Extract the lines of every item below and copy them word for word, without changing anything.

Region annotation entries:
▬▬▬▬▬▬▬▬▬▬

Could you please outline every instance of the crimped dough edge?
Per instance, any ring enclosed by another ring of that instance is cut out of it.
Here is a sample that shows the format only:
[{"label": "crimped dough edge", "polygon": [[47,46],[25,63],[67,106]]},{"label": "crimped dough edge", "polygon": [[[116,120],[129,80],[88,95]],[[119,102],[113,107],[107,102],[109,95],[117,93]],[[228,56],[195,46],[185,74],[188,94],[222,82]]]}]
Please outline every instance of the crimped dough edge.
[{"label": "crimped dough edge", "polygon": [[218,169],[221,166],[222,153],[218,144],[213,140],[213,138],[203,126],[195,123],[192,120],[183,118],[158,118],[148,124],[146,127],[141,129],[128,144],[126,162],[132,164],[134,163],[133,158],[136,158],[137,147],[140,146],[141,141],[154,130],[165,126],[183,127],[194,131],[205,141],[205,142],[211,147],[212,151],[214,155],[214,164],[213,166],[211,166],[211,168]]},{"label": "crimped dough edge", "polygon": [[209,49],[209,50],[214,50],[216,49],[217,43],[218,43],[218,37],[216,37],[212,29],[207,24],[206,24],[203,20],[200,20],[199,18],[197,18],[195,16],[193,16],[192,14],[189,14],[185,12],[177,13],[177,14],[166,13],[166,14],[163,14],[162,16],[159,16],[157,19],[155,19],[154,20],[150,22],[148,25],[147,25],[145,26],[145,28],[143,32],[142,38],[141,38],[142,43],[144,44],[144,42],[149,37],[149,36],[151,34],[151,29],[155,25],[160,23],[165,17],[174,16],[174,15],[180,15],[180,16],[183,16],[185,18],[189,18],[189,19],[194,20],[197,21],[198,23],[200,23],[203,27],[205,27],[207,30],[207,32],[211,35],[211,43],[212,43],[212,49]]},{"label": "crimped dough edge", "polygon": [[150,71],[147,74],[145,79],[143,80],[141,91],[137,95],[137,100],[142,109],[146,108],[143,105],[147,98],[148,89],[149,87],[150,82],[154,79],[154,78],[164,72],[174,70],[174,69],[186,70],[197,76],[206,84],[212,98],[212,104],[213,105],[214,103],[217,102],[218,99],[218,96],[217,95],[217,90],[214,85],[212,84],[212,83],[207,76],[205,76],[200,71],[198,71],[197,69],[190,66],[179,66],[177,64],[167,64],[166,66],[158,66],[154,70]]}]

▬▬▬▬▬▬▬▬▬▬

Task answer>
Could you please outline every instance of the crimped dough edge?
Per instance, any ring enclosed by another ring of that instance is cut out of it.
Here is a sample that shows the format only:
[{"label": "crimped dough edge", "polygon": [[47,46],[25,63],[67,106]]},{"label": "crimped dough edge", "polygon": [[[116,120],[129,80],[88,95]],[[119,102],[113,107],[107,102],[109,95],[117,93]],[[228,56],[195,46],[185,74],[188,94],[222,82]]]}]
Please outline every instance of the crimped dough edge.
[{"label": "crimped dough edge", "polygon": [[218,169],[221,166],[222,153],[218,144],[213,140],[213,138],[203,126],[195,123],[192,120],[183,118],[158,118],[148,124],[146,127],[141,129],[128,144],[126,162],[132,164],[134,163],[133,158],[136,158],[137,147],[140,146],[141,141],[154,130],[165,126],[183,127],[194,131],[205,141],[205,142],[211,147],[212,151],[214,155],[214,164],[213,166],[211,166],[211,168]]},{"label": "crimped dough edge", "polygon": [[209,49],[209,50],[214,50],[216,49],[217,43],[218,43],[218,37],[216,37],[212,29],[207,24],[206,24],[203,20],[200,20],[199,18],[197,18],[195,16],[193,16],[192,14],[189,14],[185,12],[177,13],[177,14],[166,13],[166,14],[163,14],[162,16],[159,16],[157,19],[155,19],[154,20],[150,22],[148,25],[147,25],[145,26],[145,28],[143,32],[142,38],[141,38],[142,43],[144,44],[144,42],[149,37],[149,36],[151,34],[151,29],[155,25],[160,23],[165,17],[174,16],[174,15],[180,15],[180,16],[183,16],[185,18],[189,18],[189,19],[194,20],[197,21],[198,23],[200,23],[203,27],[205,27],[207,30],[207,32],[211,35],[211,43],[212,43],[212,49]]},{"label": "crimped dough edge", "polygon": [[150,71],[147,74],[145,79],[143,80],[141,91],[137,95],[137,100],[142,109],[146,108],[143,105],[147,98],[148,89],[149,87],[150,82],[154,79],[154,78],[164,72],[174,70],[174,69],[186,70],[197,76],[206,84],[212,98],[212,104],[213,105],[214,103],[217,102],[218,99],[218,96],[217,95],[217,90],[214,85],[212,84],[212,83],[207,76],[205,76],[200,71],[198,71],[197,69],[190,66],[179,66],[177,64],[167,64],[166,66],[158,66],[154,70]]}]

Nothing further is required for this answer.